#### Aim:
Please count the lines in the rows below that contain the string "blue", and give only the number.

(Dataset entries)
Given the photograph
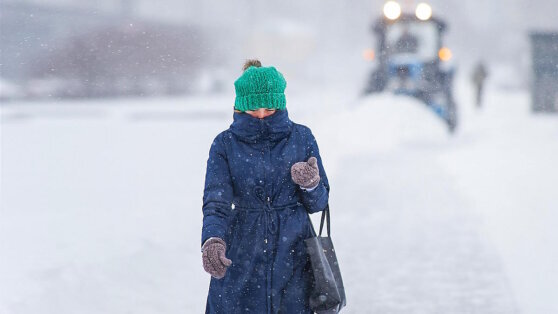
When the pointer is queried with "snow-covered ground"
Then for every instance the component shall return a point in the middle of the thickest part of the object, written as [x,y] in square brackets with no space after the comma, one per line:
[101,203]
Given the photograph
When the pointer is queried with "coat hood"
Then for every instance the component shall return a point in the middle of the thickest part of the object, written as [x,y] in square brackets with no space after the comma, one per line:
[273,127]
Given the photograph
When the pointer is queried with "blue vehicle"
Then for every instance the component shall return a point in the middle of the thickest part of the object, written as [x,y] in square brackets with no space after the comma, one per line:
[412,60]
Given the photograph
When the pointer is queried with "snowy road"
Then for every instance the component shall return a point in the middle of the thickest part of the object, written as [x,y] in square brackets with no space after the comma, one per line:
[101,204]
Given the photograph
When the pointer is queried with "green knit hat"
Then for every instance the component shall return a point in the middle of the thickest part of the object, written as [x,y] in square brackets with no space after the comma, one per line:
[260,87]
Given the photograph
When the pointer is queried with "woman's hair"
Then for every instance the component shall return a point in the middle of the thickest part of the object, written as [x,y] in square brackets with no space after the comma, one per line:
[251,63]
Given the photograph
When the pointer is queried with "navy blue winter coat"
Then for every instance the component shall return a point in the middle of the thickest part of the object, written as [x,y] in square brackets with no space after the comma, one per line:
[251,202]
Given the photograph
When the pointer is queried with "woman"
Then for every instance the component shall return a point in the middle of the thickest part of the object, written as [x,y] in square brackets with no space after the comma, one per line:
[264,174]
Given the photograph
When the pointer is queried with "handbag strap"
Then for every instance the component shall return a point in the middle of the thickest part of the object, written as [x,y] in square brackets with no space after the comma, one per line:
[325,213]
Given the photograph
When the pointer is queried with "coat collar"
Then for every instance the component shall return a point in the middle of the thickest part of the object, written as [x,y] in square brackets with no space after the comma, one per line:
[273,127]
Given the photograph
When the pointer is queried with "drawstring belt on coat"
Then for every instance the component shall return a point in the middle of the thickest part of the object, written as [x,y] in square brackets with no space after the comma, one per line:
[269,212]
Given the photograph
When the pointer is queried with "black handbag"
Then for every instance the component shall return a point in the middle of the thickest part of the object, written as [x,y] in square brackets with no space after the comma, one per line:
[327,294]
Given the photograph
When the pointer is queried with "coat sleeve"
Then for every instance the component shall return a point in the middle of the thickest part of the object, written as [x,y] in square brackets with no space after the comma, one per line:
[218,192]
[316,199]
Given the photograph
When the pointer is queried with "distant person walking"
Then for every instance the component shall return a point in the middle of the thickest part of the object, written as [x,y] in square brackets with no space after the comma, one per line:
[479,76]
[264,175]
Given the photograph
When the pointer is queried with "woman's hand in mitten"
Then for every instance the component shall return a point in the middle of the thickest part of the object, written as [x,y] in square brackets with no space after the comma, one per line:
[306,173]
[213,256]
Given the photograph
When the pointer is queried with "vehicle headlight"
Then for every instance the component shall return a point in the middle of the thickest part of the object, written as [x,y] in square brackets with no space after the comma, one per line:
[423,11]
[392,10]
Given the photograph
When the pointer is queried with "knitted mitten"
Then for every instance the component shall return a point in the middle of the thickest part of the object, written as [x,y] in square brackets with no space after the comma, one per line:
[306,173]
[213,257]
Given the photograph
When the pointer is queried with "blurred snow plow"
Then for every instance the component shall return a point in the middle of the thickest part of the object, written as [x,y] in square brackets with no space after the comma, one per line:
[410,59]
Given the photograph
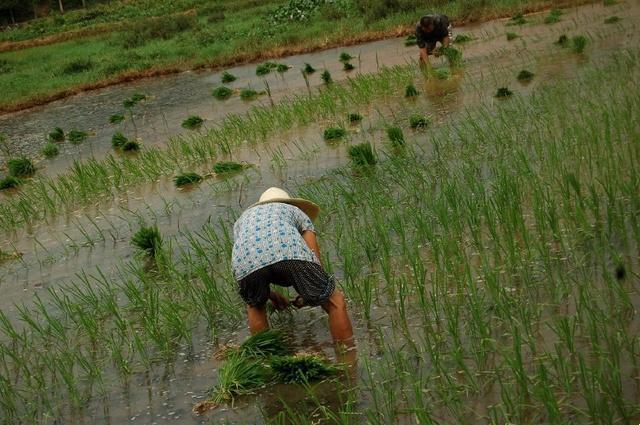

#### Reply:
2